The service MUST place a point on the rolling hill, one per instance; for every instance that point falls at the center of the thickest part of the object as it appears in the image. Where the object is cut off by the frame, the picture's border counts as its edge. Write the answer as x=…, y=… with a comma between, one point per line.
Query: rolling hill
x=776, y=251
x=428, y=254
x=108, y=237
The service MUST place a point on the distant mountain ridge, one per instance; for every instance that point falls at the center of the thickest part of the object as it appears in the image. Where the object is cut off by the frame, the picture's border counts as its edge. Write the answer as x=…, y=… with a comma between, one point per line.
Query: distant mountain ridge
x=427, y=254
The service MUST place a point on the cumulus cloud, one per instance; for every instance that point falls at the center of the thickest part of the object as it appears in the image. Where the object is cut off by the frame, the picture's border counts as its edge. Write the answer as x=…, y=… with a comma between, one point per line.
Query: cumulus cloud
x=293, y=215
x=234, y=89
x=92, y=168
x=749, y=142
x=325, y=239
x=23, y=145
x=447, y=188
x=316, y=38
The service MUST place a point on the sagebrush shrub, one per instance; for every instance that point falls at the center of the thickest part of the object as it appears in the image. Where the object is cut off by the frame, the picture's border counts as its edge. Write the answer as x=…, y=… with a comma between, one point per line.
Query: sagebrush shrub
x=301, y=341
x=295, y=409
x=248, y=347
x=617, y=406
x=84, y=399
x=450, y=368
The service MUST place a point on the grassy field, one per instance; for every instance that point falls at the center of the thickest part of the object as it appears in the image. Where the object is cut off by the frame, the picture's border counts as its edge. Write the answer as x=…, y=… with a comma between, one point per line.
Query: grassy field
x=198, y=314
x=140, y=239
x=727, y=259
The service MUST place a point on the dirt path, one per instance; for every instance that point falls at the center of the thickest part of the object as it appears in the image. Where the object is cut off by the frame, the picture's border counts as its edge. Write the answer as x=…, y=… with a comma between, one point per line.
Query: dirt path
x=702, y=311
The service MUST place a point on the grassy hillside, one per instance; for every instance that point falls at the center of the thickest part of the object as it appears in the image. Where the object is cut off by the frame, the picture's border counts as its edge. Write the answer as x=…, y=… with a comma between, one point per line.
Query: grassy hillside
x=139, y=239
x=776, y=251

What to work on: After locating the line with "Query: rolling hill" above, return that line and every later line through the one with "The service MUST place a point on the distant", word for word and with nothing else.

Answer section:
Query: rolling hill
x=776, y=251
x=428, y=254
x=108, y=237
The service MUST place a point on the distant mountain ridge, one per instance; for every instance that point falls at the center of the thickest part of the object as it appears in the image. Where the object is cut off by the frame, the picture's border counts as its edge. Write the answer as x=…, y=… with a comma between, one point per line.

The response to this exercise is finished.